[Quoted passage start]

As I was reading this article, one, glaring, obvious question kept insistently jumping up and down in front of me: What about Erlanger himself? Is he not a journalist? What problems has he encountered? Has he, too, resorted to self-censorship? And if not, what makes him different? How has he or his bureau gathered information on Gaza?
At first glance one could assume Erlanger is writing about intimidation directed only at local Palestinian journalists, but this is not true. The central anecdote in the piece is about Abu El Oun, a reporter for Agence France-Presse, the European wire service. Not only was El Oun nearly beaten to death in 2001 by Hamas security forces, but he was almost arrested again in the wake of the recent Fatah protests. El Oun was saved only with the help of 70 journalists and human rights workers who came to his house and prevented the police from dragging him away.
What makes El Oun different from Erlanger? Agence France-Presse is no less international than The New York Times. The only obvious distinction is that El Oun is Palestinian and lives in Gaza while Erlanger does not. But if Hamas is only targeting Palestinian journalists, it is a fact not mentioned in the piece.

[Quoted passage end]

Print the commentary above on press intimidation in Gaza in full, word for word.

[Listed records start]

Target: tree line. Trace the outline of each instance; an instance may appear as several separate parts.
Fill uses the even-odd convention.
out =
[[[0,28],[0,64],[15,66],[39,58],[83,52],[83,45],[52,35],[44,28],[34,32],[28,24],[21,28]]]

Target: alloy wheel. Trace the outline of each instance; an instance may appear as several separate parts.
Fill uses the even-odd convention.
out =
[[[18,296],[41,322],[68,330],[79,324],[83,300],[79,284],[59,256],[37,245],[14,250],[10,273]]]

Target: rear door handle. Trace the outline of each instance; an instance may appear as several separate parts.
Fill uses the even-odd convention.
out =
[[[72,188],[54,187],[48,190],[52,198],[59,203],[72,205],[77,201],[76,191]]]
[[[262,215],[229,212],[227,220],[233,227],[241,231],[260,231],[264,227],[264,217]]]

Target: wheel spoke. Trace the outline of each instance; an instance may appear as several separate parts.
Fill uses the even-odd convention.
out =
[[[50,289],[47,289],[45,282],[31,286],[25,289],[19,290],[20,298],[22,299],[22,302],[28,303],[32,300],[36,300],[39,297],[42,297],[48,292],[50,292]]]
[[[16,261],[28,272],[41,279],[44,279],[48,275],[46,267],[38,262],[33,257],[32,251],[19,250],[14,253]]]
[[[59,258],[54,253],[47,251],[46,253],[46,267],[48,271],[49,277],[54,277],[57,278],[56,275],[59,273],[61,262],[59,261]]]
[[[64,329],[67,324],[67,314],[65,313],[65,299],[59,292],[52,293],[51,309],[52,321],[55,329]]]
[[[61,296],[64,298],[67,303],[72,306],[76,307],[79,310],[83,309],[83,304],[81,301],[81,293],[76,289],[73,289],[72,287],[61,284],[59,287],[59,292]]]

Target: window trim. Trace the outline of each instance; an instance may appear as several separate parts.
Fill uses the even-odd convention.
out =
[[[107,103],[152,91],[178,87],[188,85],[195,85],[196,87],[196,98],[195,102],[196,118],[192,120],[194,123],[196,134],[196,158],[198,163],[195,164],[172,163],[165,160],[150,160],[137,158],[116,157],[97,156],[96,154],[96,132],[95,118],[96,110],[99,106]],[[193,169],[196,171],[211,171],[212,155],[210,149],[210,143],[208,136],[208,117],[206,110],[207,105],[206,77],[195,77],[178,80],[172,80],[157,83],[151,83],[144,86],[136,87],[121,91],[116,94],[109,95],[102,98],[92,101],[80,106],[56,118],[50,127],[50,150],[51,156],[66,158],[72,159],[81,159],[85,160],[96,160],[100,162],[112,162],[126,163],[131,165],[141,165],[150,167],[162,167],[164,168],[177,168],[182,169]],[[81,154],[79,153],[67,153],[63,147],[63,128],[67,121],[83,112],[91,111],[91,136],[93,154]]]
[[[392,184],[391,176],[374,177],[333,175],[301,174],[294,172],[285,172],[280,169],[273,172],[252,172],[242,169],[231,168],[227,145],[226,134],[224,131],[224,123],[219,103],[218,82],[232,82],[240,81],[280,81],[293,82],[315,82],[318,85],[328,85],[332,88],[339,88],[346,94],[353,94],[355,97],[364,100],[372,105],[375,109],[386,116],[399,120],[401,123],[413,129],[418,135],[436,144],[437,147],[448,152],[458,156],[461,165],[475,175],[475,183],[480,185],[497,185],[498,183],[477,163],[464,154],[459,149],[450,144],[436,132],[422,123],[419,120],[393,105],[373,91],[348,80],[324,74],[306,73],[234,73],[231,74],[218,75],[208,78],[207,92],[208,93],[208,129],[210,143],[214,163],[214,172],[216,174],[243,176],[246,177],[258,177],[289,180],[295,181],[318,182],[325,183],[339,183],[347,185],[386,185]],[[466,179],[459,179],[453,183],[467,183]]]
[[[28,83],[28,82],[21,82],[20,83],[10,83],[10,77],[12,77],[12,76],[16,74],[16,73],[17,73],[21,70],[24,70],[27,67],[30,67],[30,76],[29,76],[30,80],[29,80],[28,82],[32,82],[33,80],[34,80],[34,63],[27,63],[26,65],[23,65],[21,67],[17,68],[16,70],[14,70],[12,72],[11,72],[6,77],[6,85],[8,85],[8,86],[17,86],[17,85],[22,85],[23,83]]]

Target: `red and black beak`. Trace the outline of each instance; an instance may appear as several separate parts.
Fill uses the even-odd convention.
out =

[Listed records end]

Answer
As I was reading this article, one, glaring, obvious question kept insistently jumping up and down in front of me: What about Erlanger himself? Is he not a journalist? What problems has he encountered? Has he, too, resorted to self-censorship? And if not, what makes him different? How has he or his bureau gathered information on Gaza?
At first glance one could assume Erlanger is writing about intimidation directed only at local Palestinian journalists, but this is not true. The central anecdote in the piece is about Abu El Oun, a reporter for Agence France-Presse, the European wire service. Not only was El Oun nearly beaten to death in 2001 by Hamas security forces, but he was almost arrested again in the wake of the recent Fatah protests. El Oun was saved only with the help of 70 journalists and human rights workers who came to his house and prevented the police from dragging him away.
What makes El Oun different from Erlanger? Agence France-Presse is no less international than The New York Times. The only obvious distinction is that El Oun is Palestinian and lives in Gaza while Erlanger does not. But if Hamas is only targeting Palestinian journalists, it is a fact not mentioned in the piece.